Tareas y ejercicios.
1. Copia sin cambios el fragmento del texto base que empieza con las palabras que contienen "Al comunismo le" y termina con "de la infamia.".
2. Responde estas preguntas a partir del texto base:
(a) ¿En qué año salió el estudio dirigido por Stéphane Courtois?
(b) ¿Qué editorial publicó el libro de Eugenio Fuentes?
(c) Según la contraportada, ¿dónde y en qué época surgió la ordalía?

Texto base.
'''
Por Antonio Jiménez-Blanco Carrillo de Albornoz

 

Al comunismo le alcanzó la hora de su libro negro -una suerte de ajuste de cuentas con la utopía- con el famoso estudio dirigido por Stéphane Courtois en 1997. Y a la revolución francesa le llegó su San Martín en 2008. Estaba tardando que alguien viniera a poner los puntos sobre las íes en la historia de nuestro oficio, que, siempre con un ropaje legal, está igualmente repleta de las situaciones más espeluznantes. Se trata del estudio de Eugenio Fuentes, titulado La hoguera de los inocentes. Linchamientos, cazas de brujas y ordalías. Se publicó en Tusquets, en 2018 y vaya si merece una reflexión o al menos una noticia en una revista del gremio. Estamos, parafraseando a Borges, ante una suerte de (nueva) historia universal de la infamia.

Bien lo explica la contraportada:

“La ordalía, o juicio de Dios, era un procedimiento judicial surgido en la Europa del Medievo, según el cual, en caso de denuncia (por herejía, adulterio, robo …), era el acusado quien tenía que demostrar su inocencia. Las pruebas a que para ello era sometido variaban: agarrar un hierro candente con las manos y resistir sin quemaduras, ser arrojado al agua con las manos atadas y no ahogarse, o resultar vencedor en un torneo”.
'''
Entradas de datos.
'''
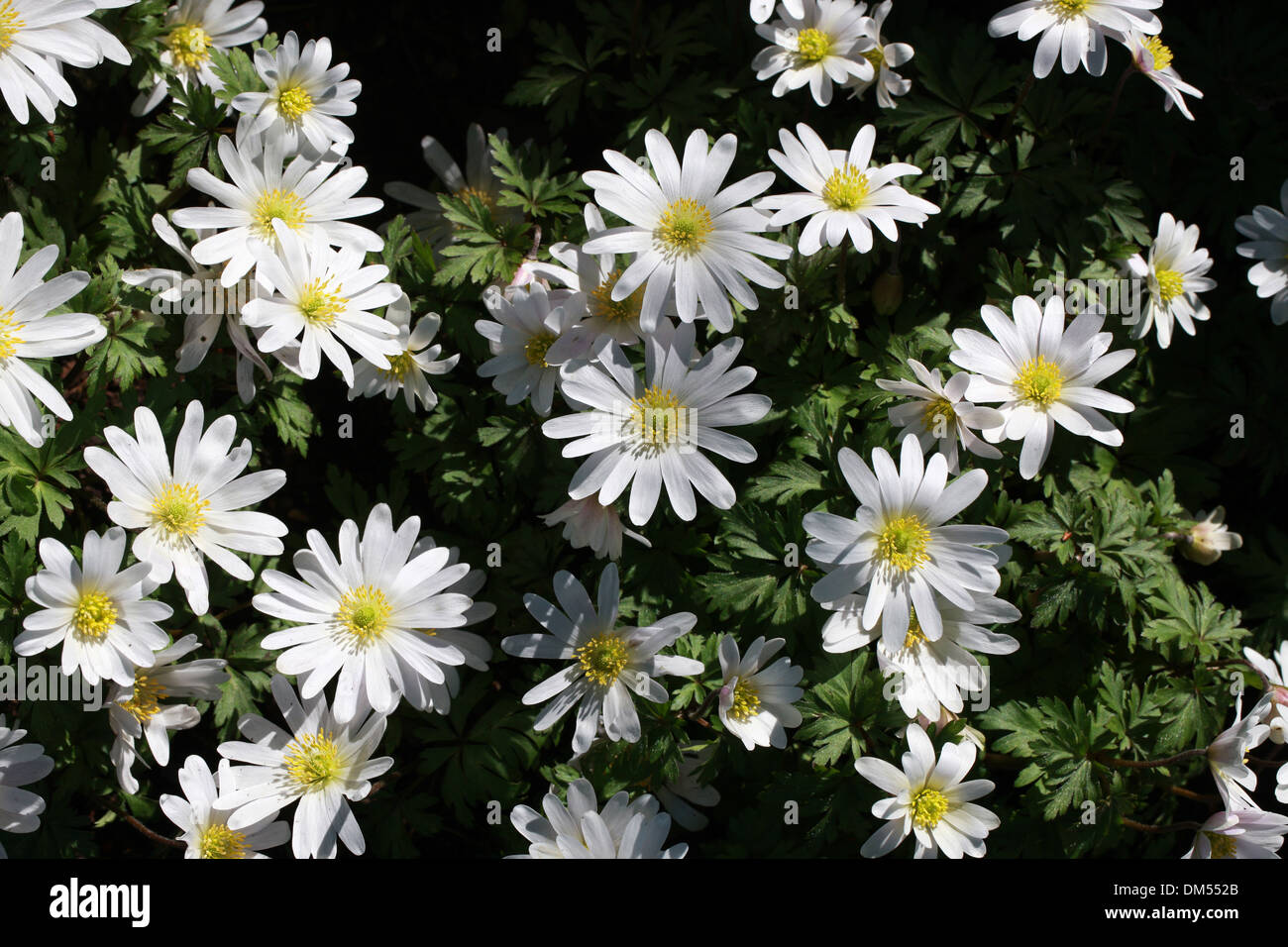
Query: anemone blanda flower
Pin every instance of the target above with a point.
'''
'''
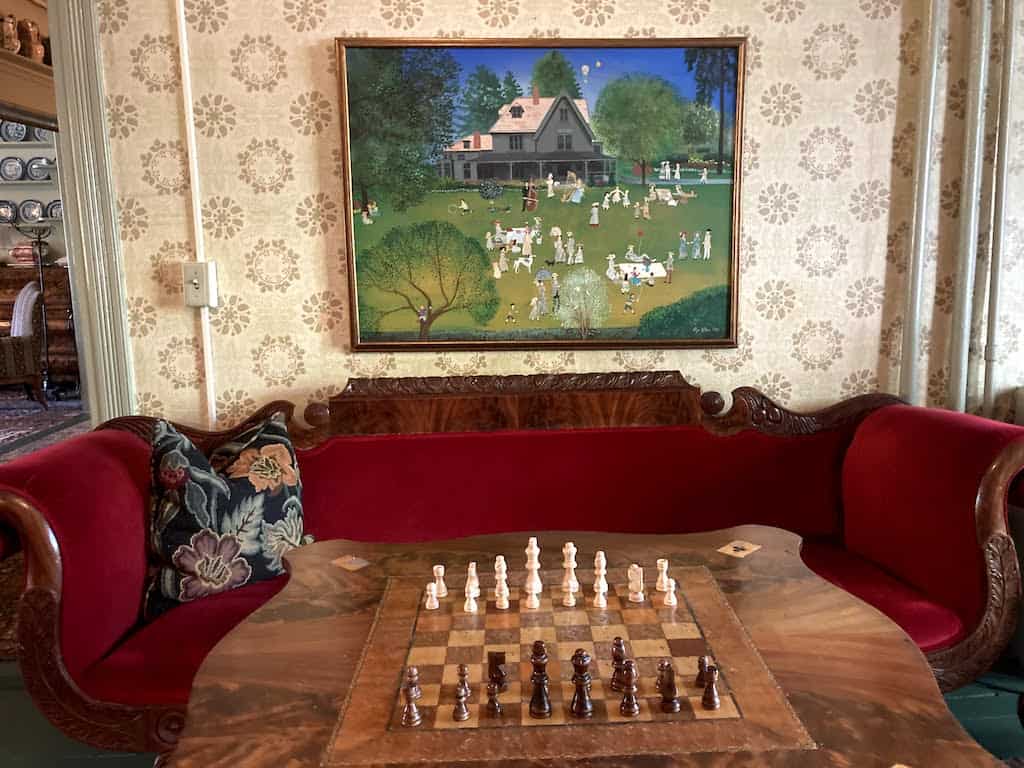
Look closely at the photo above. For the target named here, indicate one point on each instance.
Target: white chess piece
'''
Soluciones por tarea.
1.
Al comunismo le alcanzó la hora de su libro negro -una suerte de ajuste de cuentas con la utopía- con el famoso estudio dirigido por Stéphane Courtois en 1997. Y a la revolución francesa le llegó su San Martín en 2008. Estaba tardando que alguien viniera a poner los puntos sobre las íes en la historia de nuestro oficio, que, siempre con un ropaje legal, está igualmente repleta de las situaciones más espeluznantes. Se trata del estudio de Eugenio Fuentes, titulado La hoguera de los inocentes. Linchamientos, cazas de brujas y ordalías. Se publicó en Tusquets, en 2018 y vaya si merece una reflexión o al menos una noticia en una revista del gremio. Estamos, parafraseando a Borges, ante una suerte de (nueva) historia universal de la infamia.

2.
(a) En 1997.
(b) Tusquets.
(c) En la Europa del Medievo.